[GIVEN PASSAGE start]
Editorial: Between dream and reality

A MOTHER and her son board an early morning jeepney for work and school. When the woman pays for their fare, the boy asks for money for a school project. Irked, the woman quizzes her son before grumbling that she would have to look for this amount.

Corporate volunteer Vera is worried, too. Since she began helping slow readers in a public school as part of her company’s community outreach, Vera is bothered that students are promoted to the next grade level when they can hardly read and comprehend.

In many cases, a teacher’s pity often glosses over a student’s early inability to read. Vera feels the sympathy is counterproductive because an early reading inadequacy is later compounded by lack of reading support at home and escalating academic difficulties, which erode a student’s interest to learn and stay in school.

Such economic and educational realities impede the existing process of producing graduates who can be employed and help lift their families and the rest of the nation from present difficulties.

These should anchor the Aquino administration’s dream of reforming the current 10-year public basic education program to a 12-year cycle for enhanced global competitiveness.

Bridging the lag

“How?” is the critical question facing the reformers.

First in the basic education reform plan, as discussed by Juan Miguel Luz, head of the Education Reform Team, in his article published in the Philippine Daily Inquirer’s (PDI) Aug. 14 issue, is the reintroduction of the Bridge Program.

Sixth graders who perform poorly in the National Achievement Test (NAT) will enroll for a one-year enhancement program on English, Science and Math. After completing the Bridge Program, the students will automatically be promoted to the first level in high school.

It may be enlightening for the proponents to study the example of the University of the Philippines (UP), which once required a Summer Bridge Program (SBP) for all students who acquired scores below the cut-off in the UP College Admission Test’s subtests in mathematics, reading comprehension and language.

A five-week intensive program, the SBP was intended to “bridge the gap between the students’ high school exit skills and their UP entry requirements.” However, implementing the SBP required an office to administer the program (the Learning Resource Center), as well as teachers, modules, facilities and even volunteers. On May 26, 2005, UP’s Board of Regents made the SBP optional.

Whetting of reading

The second step in Aquino’s basic education reform plan is to ensure that by the end of the third grade, pupils should be reading independently and performing proficiently the four mathematical operations (addition, subtraction, multiplication and division).

Miguel wrote in the same PDI article that when students are this competent, the Bridge Program can be eliminated and give way to a five-year high school program.

Education officials say reading difficulties account for poor NAT performance. While experts say that reading and comprehension are honed by increasing the child’s activities with books, public school students suffer from having no libraries or even reading centers in school or at home.
[GIVEN PASSAGE end]
[SUPPLIED MATERIAL start]
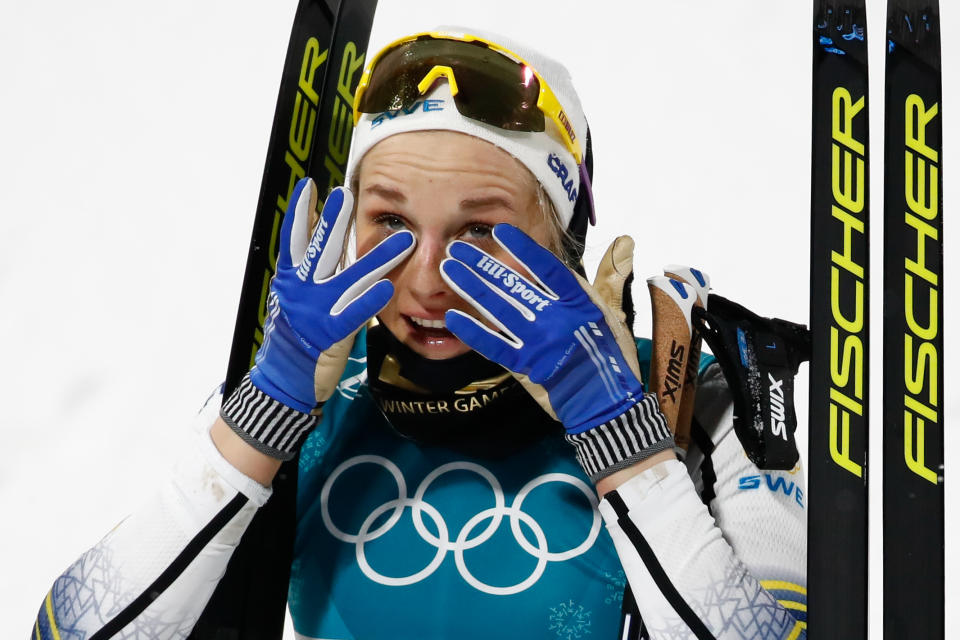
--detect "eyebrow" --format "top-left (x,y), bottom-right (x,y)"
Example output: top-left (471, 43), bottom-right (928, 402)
top-left (460, 196), bottom-right (514, 211)
top-left (365, 184), bottom-right (407, 204)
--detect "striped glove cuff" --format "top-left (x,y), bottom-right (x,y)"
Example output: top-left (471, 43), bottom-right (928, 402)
top-left (220, 373), bottom-right (320, 460)
top-left (567, 393), bottom-right (674, 483)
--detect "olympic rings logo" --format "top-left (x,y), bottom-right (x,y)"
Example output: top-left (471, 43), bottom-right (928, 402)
top-left (320, 455), bottom-right (600, 596)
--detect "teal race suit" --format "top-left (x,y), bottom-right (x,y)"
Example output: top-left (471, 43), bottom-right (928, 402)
top-left (31, 334), bottom-right (806, 640)
top-left (289, 332), bottom-right (626, 640)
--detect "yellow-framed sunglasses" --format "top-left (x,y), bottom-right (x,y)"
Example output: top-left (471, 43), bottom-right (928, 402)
top-left (353, 31), bottom-right (583, 164)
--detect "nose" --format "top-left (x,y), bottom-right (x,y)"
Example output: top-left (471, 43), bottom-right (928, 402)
top-left (404, 234), bottom-right (453, 304)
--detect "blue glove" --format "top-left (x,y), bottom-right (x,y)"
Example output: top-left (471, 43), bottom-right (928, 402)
top-left (441, 224), bottom-right (673, 479)
top-left (221, 178), bottom-right (415, 459)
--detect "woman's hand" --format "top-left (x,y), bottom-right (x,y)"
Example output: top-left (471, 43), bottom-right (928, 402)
top-left (441, 224), bottom-right (673, 481)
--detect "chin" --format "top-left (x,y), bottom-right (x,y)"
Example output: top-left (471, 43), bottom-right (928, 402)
top-left (403, 332), bottom-right (470, 360)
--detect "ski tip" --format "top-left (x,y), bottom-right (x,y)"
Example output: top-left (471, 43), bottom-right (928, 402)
top-left (663, 264), bottom-right (710, 308)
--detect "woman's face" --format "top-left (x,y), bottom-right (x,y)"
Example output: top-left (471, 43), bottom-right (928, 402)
top-left (356, 131), bottom-right (549, 360)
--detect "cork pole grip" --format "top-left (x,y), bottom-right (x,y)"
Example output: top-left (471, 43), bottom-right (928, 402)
top-left (663, 264), bottom-right (710, 450)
[SUPPLIED MATERIAL end]
OBJECTIVE:
Summarize the editorial in two sentences.

EXPECTED ANSWER:
Hardships like families struggling to pay for school needs and students being promoted though they can hardly read should anchor the Aquino administration's plan to move public basic education from a 10-year to a 12-year cycle. The plan begins with a reintroduced Bridge Program for sixth graders who do poorly on the National Achievement Test and a goal of independent reading and proficiency in the four mathematical operations by the end of third grade, though UP's Summer Bridge Program needed its own office, teachers and facilities and was made optional, and public school students lack libraries and reading centers.